--- Détails du problème ---
Reproduisez mot pour mot l'ensemble des enregistrements ci-dessous, en laissant les images de côté.

──────── Enregistrements fournis ────────

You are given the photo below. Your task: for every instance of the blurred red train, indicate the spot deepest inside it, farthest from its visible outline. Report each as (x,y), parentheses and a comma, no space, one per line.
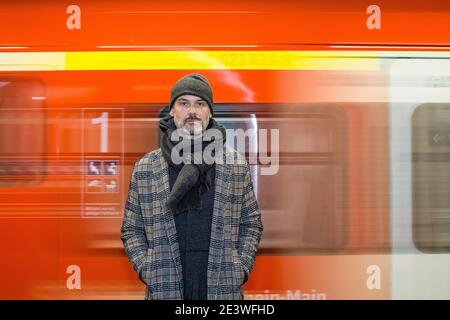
(358,205)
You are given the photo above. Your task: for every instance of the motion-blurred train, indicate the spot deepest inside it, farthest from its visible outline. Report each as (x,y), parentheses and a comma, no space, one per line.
(359,206)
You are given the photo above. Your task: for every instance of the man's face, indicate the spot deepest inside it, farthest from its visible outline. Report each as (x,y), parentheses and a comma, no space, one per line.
(191,113)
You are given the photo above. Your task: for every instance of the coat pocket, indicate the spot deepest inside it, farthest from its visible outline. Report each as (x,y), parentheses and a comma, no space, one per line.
(240,274)
(145,273)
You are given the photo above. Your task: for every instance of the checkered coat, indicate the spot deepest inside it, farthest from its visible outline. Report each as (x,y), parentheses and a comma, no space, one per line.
(150,238)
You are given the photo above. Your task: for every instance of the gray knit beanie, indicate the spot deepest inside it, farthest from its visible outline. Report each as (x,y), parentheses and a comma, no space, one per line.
(194,84)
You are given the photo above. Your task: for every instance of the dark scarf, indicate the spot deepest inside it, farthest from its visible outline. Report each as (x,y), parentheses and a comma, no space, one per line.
(190,175)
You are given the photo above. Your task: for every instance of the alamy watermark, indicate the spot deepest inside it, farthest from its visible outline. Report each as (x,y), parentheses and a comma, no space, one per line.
(188,149)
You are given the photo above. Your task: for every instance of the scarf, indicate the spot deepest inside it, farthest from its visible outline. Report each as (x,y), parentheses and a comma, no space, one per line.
(190,175)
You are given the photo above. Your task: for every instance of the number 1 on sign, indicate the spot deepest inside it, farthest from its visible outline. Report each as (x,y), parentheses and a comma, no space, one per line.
(103,121)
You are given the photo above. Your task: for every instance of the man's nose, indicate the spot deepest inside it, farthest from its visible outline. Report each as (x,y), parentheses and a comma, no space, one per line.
(192,111)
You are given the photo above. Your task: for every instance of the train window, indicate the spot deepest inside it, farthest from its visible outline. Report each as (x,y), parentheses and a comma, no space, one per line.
(304,202)
(22,132)
(431,177)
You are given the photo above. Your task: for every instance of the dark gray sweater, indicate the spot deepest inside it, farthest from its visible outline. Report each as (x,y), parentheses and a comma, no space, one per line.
(194,233)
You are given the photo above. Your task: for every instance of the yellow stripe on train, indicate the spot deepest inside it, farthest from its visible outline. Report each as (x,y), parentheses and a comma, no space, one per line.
(185,60)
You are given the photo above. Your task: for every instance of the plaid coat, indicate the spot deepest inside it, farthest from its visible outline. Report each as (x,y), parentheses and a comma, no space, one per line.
(150,238)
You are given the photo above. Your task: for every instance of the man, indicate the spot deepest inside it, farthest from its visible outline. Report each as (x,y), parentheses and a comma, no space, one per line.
(191,228)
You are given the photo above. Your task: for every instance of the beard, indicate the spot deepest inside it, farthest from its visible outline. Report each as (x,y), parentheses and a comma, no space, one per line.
(194,126)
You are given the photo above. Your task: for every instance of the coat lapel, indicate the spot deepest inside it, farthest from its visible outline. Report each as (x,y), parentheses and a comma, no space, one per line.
(221,207)
(163,190)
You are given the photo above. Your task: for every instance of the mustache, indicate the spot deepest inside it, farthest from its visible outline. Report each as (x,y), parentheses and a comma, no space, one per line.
(192,118)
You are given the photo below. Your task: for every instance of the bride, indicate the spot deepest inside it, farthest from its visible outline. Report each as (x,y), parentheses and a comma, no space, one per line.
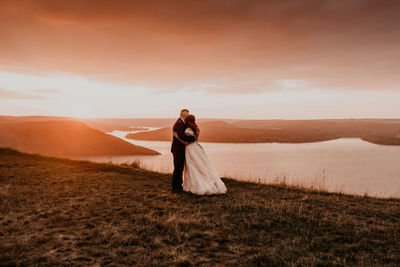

────────

--- Réponse ---
You are given the photo below. Your task: for every instance of the blurred red train, indicate the spot deepest inside it, farthest from its visible outline. Report each as (x,y), parentheses and a comma, no space, one per line.
(358,205)
You are given the photo above. Your task: for every instance of the motion-blurred train, indicate the spot deepest inside it, farthest from its visible outline. Report each as (x,y), parentheses and a comma, no space, one per line.
(359,206)
You are given the photo above. Your task: for every instance of the man's face, indicate the spot deepest inside it, farthest from its visible outline. Report each as (x,y), parentheses and a comma, no space, one per line.
(191,113)
You are given the photo above. Your task: for every instance of the coat pocket, indicate the spot deepest inside it, farthest from its visible outline. Report each as (x,y), parentheses and a comma, no space, one per line.
(240,274)
(145,273)
You are given the photo above. Your task: for every instance of the checkered coat, indicate the spot deepest inside it, farthest from its visible outline. Report each as (x,y), parentheses and a comma, no space, one per line.
(150,238)
You are given the photo above. Your task: for every instance of the gray knit beanie, indicate the spot deepest inside it, farthest from its visible outline. Report each as (x,y), parentheses and a comma, no space, one per line.
(194,84)
You are given the photo above. Your task: for every instance of the dark scarf, indicate the spot deepest inside it, farthest from its visible outline. Report each as (x,y), parentheses and a comma, no space, one per line.
(190,175)
You are given the photo above. Your task: for every instance of the alamy watermark, indicate the spot deepest inside it, farthest from its visible outline. Report each as (x,y), parentheses and a comma, no space, one per line.
(188,149)
You are given the photo above. Your task: for every instance of the scarf, indicate the spot deepest inside it, farthest from its visible outline. Report each as (x,y), parentheses and a comma, no space, one per line.
(190,175)
You are given the photo above. Your task: for every instance of the number 1 on sign, indicate the spot deepest inside it, farthest from its visible outline. Report each as (x,y), parentheses and a comma, no space, one per line.
(103,121)
You are given the photo above. Your task: for every instance of the man's nose, indicate the spot deepest inside it, farthest from its visible outline. Report each as (x,y), parentheses and a comma, no space, one per line.
(192,111)
You are given the photo above. Your task: for every instance of the train window, indicate the spot deepest inside it, farthest from its visible outline. Report each as (x,y), parentheses and a comma, no space, one per line.
(304,202)
(22,132)
(431,177)
You are given the photo above. Your task: for every instance of the dark gray sweater, indicate the spot deepest inside it, farthest from its visible outline. Report each as (x,y), parentheses and a comma, no space, one per line.
(194,233)
You are given the photo above. Your task: for every instance of the yellow stripe on train, indicate the spot deepest inside it, farthest from its visible outline. Report each as (x,y), parentheses and a comma, no space, one per line.
(185,60)
You are given the photo above. Your task: for every instance of the plaid coat, indicate the spot deepest inside it, farthest from its visible outline. Report each as (x,y), parentheses and a comma, no space, one per line.
(150,238)
You are given the photo above. Your task: for every instance of the man, indicate the spot deepest inside it, farthest from its visible outline. Report each as (x,y), parentheses and a comma, no space, one per line.
(191,228)
You are given the photo above. Your task: for every instance of the beard, indicate the spot deepest inside it, farthest from its visible outline. Report each as (x,y), parentheses and a comma, no space, one per line.
(194,126)
You are given the photo above. Your task: for every instance of the coat lapel, indicate the spot deepest inside it, farthest from its visible outline. Report each as (x,y), parentheses and a comma, no space, one per line.
(221,207)
(163,190)
You are given the photo above. Your task: for every instance of the mustache, indicate the spot deepest inside it, farthest from its visible outline. Report each as (x,y), parentheses and a comma, no space, one per line.
(192,118)
You are given the photo below. Your task: for every instance of the bride, indicate the spot deepest inside it, farthest from its visible outline. Report each as (x,y), parentheses and a comma, no space, one per line.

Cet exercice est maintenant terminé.